### SELECTED EXTRACT

◇ ◇ ◇

Hospital 30-day readmissions
| Clavien-Dindo classification | Type of complication | Outpatient (n = 6/427) | Inpatient (n = 6/211) |
|---|---|---|---|
| Grade I | Dysphagia | 1 (.5%) | |
| Dyspnea | 1 (.2%) | ||
| Intra-abdominal bleed without transfusion | 1 (.2%) | ||
| Nausea/emesis/dehydration | 4 (1.9%) | ||
| Grade II | Diabetic ketoacidosis (no ICU) | 1 (.2%) | |
| Intra-abdominal bleed with transfusion | |||
| Mesenteric/portal vein thrombosis | 1 (.2%) | 1 (.5%) | |
| Surgical-site infection | 1 (.2%) | ||
| Grade IIIa | |||
| Grade IIIb | Unrelated surgery (cervical spine fusion) | 1 (.2%) | |
| Grade IV | None | None | |
| Grade V | None | None |
ICU = intensive care unit.
Monthly frequency of outpatient sleeve gastrectomy at Hospital 1 rose from 13% in February 2020 to 96% in November 2020. After all 5 hospitals had initiated the protocol, the monthly frequency of outpatient sleeve gastrectomy increased as high as 71%. The number of monthly LSG varied with reduced volumes corresponding to the US COVID-19 pandemic surges (Fig. 1 ).
Fig. 1.
The frequency of outpatient sleeve gastrectomy at Hospital 1 increased from 13% in February 2020 to 96% in November 2020. After initiation of the outpatient sleeve gastrectomy protocol at all five hospitals, the regional frequency of outpatient sleeve gastrectomy increased as high as 71%.
Discussion
The COVID-19 pandemic altered the healthcare landscape. It introduced fears regarding nosocomial infection in postoperative patients in tandem with healthcare resource obstacles [8]. To alleviate hospital resources, elective surgeries across the US were postponed maintaining hospital vacancy [6,8,9]. Cessation of elective surgery compounded financial stress felt by healthcare systems as elective surgery is a major source of revenue for hospitals [10]. This crossroads of public safety and financial pressure led to a growing interest in outpatient surgery by many surgical specialties and hospital administrators [8,11].
Outpatient sleeve gastrectomy has been described in the literature for nearly a decade. Most studies tout the short-term safety of outpatient sleeve gastrectomy with appropriate patient selection and postoperative protocols [[12], [13], [14], [15], [16], [17], [18]]. Yet, despite the known cost effectiveness, feasibility, and safety, few surgeons have adopted the practice [4]. For the authors’ healthcare system, the COVID-19 pandemic was the nidus needed to fully investigate and adopt outpatient sleeve gastrectomy to provide timely access to care.
In this study, improved efficacy for the outpatient sleeve gastrectomy protocol was found with direct discharge from the PACU rather than the surgical floor. The etiology of this is likely multifactorial. PACU nurses may be more comfortable with reassuring and educating patients on early discharge after surgery. There may also be a psychological component where admission to a quiet room on a surgical floor could make patients apathetic to outpatient surgery. Finally, the fear associated with the COVID-19 pandemic may have motivated patients to be more willing to opt for outpatient surgery [8,10,19]. It should be noted, in this study, the average LOS for outpatient sleeve gastrectomy patients was 7 ± 2 hours. This corelates to an approximately 4-hour PACU stay. Four hours is an increased duration as compared with other traditional outpatient surgeries such as the laparoscopic cholecystectomy or inguinal hernia repair. Administrative discussions and support were needed to allow for the increased staffing requirements.

◇ ◇ ◇

### RECORDS

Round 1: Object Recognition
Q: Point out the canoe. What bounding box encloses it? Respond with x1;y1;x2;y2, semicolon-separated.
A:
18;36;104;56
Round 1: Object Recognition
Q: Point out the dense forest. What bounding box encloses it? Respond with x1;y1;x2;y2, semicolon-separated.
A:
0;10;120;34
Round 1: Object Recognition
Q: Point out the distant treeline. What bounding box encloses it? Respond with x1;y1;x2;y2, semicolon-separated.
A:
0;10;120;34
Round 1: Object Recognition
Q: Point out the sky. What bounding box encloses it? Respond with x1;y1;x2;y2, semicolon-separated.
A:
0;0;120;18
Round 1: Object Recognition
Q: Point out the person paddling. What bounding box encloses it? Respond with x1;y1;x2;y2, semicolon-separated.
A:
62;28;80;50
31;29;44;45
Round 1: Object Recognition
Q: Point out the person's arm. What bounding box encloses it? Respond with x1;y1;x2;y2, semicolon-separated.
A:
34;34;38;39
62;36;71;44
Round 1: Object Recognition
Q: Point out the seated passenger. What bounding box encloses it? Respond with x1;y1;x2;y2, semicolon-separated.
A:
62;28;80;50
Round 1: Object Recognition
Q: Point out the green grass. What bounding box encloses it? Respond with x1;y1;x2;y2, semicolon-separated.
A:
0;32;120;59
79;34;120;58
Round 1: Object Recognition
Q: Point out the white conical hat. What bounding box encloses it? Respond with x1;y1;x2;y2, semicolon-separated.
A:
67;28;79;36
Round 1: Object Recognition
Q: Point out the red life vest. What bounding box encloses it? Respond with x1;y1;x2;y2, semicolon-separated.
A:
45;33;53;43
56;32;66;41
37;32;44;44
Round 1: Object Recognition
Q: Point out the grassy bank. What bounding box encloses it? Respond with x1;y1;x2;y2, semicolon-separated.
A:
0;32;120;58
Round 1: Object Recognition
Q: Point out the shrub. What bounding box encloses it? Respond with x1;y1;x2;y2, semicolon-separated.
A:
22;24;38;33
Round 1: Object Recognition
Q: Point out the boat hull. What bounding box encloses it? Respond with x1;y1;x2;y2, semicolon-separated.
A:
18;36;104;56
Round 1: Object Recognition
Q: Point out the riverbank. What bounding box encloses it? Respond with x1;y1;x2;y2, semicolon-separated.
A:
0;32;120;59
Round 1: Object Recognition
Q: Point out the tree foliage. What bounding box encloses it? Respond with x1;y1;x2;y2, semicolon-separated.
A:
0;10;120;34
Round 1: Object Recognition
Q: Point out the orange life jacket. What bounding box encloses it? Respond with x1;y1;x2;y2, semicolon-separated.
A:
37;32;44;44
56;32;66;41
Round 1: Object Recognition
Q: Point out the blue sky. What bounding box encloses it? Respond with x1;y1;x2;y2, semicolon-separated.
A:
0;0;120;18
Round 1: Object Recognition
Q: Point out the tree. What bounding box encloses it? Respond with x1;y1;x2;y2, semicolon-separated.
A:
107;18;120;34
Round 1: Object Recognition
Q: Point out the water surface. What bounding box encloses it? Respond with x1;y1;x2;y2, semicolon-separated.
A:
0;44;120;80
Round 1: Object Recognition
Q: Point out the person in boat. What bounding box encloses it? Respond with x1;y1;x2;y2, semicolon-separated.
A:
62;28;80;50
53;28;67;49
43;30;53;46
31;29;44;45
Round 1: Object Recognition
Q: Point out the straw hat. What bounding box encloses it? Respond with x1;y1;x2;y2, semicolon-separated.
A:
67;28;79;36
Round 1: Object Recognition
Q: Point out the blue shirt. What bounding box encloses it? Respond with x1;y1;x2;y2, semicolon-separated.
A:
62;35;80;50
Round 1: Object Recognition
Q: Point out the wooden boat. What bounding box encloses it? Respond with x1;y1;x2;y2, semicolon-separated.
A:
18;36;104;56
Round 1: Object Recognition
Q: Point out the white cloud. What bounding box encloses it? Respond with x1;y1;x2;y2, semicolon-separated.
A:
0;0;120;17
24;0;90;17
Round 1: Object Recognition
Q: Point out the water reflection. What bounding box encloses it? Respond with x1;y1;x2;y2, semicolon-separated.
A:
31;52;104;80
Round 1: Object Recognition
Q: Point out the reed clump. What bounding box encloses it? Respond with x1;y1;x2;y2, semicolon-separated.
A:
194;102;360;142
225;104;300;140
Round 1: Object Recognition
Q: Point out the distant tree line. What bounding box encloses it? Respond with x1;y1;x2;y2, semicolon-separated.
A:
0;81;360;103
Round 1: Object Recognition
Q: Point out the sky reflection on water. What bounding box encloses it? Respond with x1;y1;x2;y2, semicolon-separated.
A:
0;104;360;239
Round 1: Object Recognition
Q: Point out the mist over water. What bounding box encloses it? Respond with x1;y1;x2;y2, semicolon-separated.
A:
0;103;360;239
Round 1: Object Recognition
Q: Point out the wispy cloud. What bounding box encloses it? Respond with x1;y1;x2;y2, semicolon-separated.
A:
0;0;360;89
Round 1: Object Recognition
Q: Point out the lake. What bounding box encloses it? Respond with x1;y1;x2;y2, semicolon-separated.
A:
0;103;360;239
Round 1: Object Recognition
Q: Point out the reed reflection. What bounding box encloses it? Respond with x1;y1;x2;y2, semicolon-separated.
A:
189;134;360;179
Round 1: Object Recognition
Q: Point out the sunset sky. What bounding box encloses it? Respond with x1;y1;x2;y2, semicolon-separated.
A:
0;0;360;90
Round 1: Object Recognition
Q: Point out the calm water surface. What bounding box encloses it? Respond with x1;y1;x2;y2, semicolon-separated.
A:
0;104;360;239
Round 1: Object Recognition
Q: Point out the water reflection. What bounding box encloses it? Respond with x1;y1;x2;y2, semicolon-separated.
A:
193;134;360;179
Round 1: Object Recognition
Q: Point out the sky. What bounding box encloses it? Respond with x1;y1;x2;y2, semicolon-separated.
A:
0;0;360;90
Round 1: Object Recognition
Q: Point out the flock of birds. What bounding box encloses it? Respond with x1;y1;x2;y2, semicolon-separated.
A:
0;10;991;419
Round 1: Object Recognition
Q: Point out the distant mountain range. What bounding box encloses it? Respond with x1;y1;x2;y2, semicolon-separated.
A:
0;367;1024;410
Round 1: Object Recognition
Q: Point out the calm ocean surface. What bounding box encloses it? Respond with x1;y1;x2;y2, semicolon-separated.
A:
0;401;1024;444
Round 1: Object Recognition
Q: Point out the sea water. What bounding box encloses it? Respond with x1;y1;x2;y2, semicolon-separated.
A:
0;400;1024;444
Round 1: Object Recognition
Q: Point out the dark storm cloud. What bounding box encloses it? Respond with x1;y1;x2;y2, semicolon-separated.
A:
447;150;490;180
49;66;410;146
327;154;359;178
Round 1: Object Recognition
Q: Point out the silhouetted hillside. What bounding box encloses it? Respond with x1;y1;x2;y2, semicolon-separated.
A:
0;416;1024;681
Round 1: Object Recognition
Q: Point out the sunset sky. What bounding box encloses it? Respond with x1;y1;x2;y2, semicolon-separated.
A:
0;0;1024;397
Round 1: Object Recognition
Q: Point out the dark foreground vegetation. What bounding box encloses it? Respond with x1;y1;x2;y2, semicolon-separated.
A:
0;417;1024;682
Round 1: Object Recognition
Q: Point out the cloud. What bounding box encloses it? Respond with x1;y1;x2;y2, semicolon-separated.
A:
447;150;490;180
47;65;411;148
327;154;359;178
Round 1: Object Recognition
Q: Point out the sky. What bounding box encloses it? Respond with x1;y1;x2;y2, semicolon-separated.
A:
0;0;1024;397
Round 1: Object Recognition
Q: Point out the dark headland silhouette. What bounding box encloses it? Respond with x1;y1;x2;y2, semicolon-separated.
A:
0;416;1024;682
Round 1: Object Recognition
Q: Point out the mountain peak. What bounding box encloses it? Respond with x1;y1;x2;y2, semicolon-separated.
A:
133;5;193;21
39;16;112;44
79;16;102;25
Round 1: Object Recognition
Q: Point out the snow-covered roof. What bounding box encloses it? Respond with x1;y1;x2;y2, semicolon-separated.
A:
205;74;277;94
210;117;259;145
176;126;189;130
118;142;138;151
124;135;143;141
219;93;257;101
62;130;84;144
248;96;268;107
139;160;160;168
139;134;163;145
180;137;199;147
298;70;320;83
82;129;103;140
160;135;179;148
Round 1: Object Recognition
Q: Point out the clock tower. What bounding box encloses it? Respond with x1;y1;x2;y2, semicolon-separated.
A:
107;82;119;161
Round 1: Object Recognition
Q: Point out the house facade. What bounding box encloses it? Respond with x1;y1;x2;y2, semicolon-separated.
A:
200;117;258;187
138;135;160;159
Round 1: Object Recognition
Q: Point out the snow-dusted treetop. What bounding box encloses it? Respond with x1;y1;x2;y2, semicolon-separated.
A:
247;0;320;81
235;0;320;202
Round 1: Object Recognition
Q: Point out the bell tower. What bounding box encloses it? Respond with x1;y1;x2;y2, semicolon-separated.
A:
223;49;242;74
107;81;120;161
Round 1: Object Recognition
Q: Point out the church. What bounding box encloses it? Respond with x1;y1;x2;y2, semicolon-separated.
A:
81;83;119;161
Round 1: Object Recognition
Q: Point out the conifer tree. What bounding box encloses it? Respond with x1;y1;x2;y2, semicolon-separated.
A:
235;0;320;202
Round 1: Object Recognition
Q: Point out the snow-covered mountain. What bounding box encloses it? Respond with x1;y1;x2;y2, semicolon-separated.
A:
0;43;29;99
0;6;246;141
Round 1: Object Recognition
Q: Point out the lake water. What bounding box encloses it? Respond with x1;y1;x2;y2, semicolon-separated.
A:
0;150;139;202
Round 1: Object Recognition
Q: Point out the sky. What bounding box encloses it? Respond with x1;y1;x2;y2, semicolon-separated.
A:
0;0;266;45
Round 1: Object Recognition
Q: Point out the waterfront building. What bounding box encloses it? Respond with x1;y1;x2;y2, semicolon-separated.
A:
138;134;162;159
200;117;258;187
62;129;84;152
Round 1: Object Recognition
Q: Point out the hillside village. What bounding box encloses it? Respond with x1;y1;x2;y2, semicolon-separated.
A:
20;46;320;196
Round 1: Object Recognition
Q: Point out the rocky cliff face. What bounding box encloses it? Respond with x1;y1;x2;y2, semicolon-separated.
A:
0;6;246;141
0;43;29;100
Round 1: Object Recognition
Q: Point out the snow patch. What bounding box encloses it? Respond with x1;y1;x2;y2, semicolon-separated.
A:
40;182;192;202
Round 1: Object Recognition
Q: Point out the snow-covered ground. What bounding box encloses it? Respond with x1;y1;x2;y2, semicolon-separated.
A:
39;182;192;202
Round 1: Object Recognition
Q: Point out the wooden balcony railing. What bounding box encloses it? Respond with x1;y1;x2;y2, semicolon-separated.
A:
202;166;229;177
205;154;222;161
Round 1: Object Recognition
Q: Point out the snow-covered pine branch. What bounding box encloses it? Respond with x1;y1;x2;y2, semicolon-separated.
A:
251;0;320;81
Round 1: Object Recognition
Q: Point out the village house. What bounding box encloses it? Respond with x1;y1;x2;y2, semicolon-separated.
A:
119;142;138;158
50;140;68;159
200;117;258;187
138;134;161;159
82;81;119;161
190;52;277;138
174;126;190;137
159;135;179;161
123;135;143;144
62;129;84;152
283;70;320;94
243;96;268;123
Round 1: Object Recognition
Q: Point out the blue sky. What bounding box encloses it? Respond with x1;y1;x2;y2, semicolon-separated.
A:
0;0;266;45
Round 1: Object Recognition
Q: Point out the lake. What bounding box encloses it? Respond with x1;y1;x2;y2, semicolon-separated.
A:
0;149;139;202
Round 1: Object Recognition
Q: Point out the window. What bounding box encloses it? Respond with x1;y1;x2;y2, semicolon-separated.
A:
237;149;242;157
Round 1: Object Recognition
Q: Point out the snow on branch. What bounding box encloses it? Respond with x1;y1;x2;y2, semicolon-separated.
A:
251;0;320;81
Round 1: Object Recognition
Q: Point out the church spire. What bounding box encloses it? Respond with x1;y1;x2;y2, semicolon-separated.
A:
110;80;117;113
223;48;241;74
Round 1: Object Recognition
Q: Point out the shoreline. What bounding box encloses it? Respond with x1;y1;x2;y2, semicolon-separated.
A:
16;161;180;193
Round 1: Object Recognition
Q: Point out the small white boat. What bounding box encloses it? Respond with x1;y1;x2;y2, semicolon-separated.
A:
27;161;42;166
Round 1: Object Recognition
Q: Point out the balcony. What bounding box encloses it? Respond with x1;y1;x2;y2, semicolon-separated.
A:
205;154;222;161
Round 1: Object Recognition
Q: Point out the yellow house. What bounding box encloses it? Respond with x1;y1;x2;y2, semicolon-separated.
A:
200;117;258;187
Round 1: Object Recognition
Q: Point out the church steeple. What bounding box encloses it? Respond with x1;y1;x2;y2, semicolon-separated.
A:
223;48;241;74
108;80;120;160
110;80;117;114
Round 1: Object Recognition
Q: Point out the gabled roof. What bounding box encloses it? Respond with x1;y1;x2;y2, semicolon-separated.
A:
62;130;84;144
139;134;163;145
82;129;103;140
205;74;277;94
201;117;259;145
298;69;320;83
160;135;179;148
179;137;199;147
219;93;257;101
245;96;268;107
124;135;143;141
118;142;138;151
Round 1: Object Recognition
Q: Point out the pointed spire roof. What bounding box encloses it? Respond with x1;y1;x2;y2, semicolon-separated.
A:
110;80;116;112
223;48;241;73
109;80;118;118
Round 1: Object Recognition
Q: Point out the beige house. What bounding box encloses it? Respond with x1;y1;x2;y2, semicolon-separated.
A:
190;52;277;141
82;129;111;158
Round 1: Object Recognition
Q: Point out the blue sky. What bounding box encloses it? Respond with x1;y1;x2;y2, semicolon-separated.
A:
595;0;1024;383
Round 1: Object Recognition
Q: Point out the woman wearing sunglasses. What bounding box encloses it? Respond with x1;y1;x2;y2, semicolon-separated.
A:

◇ ◇ ◇

According to the text on outpatient sleeve gastrectomy, what was the average length of stay for outpatient sleeve gastrectomy patients?

### RESPONSE
7 ± 2 hours